§ Work required: Reproduce the items below, replacing every occurrence of "Put a dot" with "Place a point" and leaving all other text unchanged.

## begin

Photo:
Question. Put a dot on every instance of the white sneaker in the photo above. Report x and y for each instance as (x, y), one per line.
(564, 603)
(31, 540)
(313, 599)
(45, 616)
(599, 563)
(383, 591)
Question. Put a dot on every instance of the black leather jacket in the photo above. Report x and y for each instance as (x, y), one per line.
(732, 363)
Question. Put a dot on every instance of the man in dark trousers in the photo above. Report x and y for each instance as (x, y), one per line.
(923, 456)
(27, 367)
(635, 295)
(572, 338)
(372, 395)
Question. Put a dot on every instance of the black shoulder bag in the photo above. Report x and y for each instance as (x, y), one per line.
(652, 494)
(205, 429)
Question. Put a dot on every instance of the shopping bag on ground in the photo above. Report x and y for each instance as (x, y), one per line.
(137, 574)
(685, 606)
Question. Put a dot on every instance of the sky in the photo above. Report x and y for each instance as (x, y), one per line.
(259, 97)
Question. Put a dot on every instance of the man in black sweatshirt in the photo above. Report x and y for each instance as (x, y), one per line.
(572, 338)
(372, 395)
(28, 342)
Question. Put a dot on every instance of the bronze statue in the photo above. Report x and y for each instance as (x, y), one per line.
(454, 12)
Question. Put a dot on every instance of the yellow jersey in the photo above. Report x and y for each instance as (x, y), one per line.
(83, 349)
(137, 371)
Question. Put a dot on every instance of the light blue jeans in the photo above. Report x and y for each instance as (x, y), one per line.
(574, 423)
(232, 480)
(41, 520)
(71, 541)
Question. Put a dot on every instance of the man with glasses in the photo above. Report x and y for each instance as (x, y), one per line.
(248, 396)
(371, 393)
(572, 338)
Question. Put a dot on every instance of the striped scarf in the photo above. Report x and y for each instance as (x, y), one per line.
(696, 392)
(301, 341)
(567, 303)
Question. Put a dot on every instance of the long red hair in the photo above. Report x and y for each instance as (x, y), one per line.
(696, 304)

## end

§ Solution for this problem:
Photo:
Question. Place a point on every instance of the white sneaker in the photo above. Report x and y for each instance as (x, y), one per line.
(564, 603)
(31, 540)
(313, 599)
(45, 616)
(599, 563)
(383, 591)
Question. Place a point on every instance of the black leather jacket in the photo above. Report x and y for each instance as (x, y), one per line.
(732, 363)
Question. Place a point on every instance of the man in dark trousers in the photo above. Report x and y for each instance as (x, y), one per line.
(923, 456)
(27, 367)
(635, 295)
(572, 338)
(372, 395)
Question. Place a point on every instance of the black shoulder bag in the photo above. Report x and y for each instance as (x, y), one per line.
(652, 494)
(205, 429)
Question. Place a point on every instance of the shopping bag on ground in the photo above. Report x and y for each instance as (x, y), one per line.
(137, 574)
(685, 606)
Question. Place a point on every instance of the sky in the photo above. Report x and y for each instance as (x, y), one per line.
(259, 97)
Question. Place a point on every instance of the man in black sweatshirt in the photo above. Report x and y for each instance as (x, y), one per line.
(572, 338)
(372, 395)
(28, 342)
Question. Place a point on every instance of the bronze statue in the photo above. Report x and y for each instance as (x, y), one per line.
(454, 12)
Question. Place a point on every instance of the yellow jersey in the photo above. Report x and y for each instance as (x, y), one per line.
(83, 349)
(137, 371)
Question. Place a point on every instance of the light blue jeans in the photo above. Report x and y for each instance as (x, y), one per line.
(574, 423)
(232, 480)
(41, 520)
(71, 541)
Question. Place a point on every instance of the man with glasses in the photo above. Report x and y for each instance as (x, y), one per line.
(248, 396)
(371, 393)
(572, 338)
Question. Place a point on every instance of the striped scarf in the photo above. Report x and y for each instance as (x, y), one per line.
(696, 392)
(301, 341)
(567, 303)
Question. Place a point on every instance of the long red hair in the photo above. Report x and y for each instance as (x, y), one per line.
(696, 304)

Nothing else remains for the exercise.